[SOURCE DATA]

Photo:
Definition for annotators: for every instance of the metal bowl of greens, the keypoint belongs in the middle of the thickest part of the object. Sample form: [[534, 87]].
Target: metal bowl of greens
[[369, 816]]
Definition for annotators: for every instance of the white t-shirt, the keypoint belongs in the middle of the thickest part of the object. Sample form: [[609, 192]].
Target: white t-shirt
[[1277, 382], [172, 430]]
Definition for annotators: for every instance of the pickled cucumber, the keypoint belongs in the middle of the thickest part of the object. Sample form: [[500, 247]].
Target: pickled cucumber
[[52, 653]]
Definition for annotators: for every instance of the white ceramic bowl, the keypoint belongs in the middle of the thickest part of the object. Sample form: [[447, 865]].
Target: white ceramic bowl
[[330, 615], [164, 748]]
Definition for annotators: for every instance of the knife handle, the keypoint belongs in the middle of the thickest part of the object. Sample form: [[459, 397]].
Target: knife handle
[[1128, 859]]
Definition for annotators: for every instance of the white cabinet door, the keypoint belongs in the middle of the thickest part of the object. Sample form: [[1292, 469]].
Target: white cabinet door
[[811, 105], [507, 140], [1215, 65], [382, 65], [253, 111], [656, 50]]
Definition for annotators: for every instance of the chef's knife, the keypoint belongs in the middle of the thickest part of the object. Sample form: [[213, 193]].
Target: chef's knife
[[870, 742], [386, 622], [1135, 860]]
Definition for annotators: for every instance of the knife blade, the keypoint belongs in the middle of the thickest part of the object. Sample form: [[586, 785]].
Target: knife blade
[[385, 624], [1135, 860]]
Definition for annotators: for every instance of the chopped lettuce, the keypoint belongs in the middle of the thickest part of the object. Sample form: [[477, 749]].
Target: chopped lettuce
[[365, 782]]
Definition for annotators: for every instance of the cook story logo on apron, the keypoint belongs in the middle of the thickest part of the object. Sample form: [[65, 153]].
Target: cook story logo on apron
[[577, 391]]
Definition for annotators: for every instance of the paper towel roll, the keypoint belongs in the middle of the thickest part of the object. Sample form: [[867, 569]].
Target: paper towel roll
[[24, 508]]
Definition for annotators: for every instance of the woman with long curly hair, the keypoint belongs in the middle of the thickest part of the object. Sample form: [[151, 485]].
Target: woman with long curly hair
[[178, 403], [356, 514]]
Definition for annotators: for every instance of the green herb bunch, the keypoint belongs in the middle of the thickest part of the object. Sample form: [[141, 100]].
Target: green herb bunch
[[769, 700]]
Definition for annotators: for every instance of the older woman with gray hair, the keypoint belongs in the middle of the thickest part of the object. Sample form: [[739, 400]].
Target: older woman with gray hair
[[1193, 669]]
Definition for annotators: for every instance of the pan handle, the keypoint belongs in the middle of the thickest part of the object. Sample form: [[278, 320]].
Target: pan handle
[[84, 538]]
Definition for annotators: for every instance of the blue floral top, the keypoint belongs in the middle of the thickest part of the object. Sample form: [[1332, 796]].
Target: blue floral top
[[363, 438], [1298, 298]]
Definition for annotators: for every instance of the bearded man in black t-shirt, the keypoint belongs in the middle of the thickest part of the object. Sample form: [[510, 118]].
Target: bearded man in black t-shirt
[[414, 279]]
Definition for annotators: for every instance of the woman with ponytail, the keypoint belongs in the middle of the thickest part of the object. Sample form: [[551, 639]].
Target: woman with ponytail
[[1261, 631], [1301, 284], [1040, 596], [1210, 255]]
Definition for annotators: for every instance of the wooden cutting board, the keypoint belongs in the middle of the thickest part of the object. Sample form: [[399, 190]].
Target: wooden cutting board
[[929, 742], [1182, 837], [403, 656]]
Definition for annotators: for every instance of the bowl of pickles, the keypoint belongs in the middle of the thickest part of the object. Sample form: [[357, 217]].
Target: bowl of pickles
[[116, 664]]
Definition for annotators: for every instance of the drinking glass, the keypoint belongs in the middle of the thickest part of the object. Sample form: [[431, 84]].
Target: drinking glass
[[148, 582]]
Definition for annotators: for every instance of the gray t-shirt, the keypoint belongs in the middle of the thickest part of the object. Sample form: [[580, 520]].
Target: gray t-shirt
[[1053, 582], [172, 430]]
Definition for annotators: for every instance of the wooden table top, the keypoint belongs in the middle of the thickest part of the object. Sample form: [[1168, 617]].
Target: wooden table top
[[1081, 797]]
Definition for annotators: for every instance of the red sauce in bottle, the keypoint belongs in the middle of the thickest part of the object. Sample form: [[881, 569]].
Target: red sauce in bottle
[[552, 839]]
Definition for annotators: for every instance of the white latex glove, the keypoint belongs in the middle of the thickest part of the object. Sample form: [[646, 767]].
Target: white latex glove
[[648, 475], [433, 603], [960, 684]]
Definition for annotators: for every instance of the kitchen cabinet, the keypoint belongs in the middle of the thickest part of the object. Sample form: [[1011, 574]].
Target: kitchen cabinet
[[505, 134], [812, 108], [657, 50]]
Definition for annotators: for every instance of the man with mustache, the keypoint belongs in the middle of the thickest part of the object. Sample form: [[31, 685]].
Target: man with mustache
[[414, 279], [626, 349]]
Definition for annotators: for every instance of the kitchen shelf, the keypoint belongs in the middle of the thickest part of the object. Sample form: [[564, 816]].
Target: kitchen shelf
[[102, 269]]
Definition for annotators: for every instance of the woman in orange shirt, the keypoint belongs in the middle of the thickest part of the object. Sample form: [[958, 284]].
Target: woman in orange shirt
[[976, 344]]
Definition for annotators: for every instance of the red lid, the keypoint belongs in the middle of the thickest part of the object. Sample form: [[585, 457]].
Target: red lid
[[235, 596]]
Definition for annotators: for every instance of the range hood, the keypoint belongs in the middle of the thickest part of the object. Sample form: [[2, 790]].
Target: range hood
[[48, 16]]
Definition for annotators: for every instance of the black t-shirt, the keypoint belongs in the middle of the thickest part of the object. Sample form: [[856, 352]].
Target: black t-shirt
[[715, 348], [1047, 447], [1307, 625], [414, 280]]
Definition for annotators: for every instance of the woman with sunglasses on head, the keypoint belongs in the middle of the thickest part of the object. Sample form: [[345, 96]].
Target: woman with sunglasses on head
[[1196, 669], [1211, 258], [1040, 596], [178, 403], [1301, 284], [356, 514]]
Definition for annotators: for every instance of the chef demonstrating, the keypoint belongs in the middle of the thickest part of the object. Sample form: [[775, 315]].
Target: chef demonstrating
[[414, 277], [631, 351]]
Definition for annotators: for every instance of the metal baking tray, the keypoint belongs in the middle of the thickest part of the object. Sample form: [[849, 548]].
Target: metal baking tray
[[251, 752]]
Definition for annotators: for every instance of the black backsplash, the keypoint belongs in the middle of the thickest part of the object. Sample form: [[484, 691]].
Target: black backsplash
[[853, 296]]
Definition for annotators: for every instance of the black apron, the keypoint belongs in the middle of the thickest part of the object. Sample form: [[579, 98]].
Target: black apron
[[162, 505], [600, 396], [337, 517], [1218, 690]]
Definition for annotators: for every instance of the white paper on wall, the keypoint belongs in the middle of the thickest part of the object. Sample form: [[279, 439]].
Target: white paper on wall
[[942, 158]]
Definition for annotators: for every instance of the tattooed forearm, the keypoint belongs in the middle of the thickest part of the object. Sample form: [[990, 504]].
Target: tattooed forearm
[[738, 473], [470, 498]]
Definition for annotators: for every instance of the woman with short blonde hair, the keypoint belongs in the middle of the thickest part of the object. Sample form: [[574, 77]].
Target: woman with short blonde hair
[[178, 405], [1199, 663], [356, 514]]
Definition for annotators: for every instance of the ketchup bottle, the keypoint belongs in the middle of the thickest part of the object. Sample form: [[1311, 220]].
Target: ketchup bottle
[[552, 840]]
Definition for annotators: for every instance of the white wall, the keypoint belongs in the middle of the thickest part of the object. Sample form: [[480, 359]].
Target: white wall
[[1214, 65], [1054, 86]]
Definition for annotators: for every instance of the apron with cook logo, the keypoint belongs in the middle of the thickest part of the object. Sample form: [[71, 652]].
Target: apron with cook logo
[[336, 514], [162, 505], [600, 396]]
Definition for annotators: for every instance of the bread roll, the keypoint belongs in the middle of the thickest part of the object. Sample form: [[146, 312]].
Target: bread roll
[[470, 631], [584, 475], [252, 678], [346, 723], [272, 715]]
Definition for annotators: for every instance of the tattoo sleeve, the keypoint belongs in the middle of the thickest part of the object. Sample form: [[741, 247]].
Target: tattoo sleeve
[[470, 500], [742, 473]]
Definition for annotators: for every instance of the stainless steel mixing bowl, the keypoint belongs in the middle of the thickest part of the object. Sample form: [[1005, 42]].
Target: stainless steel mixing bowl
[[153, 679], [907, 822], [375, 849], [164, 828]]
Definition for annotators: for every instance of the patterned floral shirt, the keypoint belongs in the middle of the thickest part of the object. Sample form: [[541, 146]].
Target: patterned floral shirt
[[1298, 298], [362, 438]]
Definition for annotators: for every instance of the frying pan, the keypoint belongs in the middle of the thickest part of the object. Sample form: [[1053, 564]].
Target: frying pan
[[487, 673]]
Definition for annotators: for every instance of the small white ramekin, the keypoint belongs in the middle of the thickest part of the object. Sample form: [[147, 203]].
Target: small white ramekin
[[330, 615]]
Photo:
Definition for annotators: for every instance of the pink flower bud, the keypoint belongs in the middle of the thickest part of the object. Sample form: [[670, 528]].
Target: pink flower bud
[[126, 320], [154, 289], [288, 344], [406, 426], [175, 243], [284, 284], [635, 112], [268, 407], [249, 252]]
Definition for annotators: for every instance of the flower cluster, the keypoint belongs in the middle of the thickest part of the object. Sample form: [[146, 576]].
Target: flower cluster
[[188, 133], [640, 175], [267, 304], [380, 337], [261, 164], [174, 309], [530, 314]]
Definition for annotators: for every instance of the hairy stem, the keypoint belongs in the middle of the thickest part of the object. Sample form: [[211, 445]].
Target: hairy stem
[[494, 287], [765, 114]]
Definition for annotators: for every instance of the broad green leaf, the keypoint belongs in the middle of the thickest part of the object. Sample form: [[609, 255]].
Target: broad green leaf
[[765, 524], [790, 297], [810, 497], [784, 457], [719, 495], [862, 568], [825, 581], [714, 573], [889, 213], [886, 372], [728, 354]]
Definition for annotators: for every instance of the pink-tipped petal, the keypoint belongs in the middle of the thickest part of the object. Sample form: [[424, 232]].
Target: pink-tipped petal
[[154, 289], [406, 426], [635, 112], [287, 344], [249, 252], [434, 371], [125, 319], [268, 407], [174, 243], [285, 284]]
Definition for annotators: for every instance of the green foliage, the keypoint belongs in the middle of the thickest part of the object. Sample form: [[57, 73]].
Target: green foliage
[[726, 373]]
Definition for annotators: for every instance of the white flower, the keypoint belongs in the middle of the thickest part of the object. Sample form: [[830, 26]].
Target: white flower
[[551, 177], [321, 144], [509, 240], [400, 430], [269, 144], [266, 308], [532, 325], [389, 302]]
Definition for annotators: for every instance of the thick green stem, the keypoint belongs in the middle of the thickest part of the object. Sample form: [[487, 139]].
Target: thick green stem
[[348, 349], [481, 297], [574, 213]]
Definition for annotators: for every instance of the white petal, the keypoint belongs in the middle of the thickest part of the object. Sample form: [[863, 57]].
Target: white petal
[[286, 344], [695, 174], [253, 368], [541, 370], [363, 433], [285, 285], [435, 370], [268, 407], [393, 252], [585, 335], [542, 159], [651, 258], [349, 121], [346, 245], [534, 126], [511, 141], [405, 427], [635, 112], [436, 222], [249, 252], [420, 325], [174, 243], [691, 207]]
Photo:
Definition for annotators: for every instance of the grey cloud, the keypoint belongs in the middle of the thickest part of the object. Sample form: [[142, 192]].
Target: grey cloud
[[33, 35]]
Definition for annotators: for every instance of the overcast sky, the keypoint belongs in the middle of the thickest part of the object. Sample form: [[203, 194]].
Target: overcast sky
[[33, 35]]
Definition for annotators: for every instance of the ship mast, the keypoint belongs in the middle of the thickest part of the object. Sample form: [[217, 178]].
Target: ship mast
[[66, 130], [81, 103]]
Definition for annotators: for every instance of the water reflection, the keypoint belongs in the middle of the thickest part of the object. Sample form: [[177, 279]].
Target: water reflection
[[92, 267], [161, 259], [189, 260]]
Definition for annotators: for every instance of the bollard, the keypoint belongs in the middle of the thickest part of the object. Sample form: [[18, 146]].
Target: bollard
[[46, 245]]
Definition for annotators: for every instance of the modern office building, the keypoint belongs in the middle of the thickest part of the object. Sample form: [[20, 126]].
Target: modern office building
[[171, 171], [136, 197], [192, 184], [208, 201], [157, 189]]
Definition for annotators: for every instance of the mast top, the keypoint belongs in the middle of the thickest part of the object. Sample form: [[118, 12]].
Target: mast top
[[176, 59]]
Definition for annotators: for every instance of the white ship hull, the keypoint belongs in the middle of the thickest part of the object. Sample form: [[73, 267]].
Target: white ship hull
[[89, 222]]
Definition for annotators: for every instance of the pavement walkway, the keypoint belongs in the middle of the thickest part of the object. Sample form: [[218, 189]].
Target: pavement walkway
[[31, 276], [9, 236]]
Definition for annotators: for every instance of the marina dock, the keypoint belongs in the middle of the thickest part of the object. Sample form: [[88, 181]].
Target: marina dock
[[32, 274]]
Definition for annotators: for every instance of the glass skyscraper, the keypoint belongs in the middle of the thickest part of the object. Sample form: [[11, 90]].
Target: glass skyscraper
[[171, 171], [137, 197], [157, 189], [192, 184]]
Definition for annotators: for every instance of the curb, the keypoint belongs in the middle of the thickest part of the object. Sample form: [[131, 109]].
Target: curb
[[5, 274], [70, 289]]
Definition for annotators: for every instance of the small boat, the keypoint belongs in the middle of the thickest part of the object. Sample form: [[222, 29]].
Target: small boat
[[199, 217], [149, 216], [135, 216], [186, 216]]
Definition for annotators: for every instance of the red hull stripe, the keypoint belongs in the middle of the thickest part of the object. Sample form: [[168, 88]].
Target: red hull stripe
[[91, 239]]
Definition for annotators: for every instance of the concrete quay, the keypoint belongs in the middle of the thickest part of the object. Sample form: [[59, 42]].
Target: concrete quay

[/SOURCE DATA]

_YOUR OBJECTIVE:_
Begin at the line above that has "Definition for annotators: for every instance of the chopped" and stop after the line that has "Definition for annotators: for every instance of the cook", copying each line exactly and adding nothing else.

_SOLUTION TO THIS TASK:_
Definition for annotators: for every instance of the chopped lettuce, the keypoint belongs in the middle of the thickest part of the object. Sample form: [[477, 749]].
Target: chopped lettuce
[[365, 782]]
Definition for annotators: for every instance of the cook story logo on apron, the keypoint belongs in the middle of the thickest part of the object. Sample form: [[65, 153]].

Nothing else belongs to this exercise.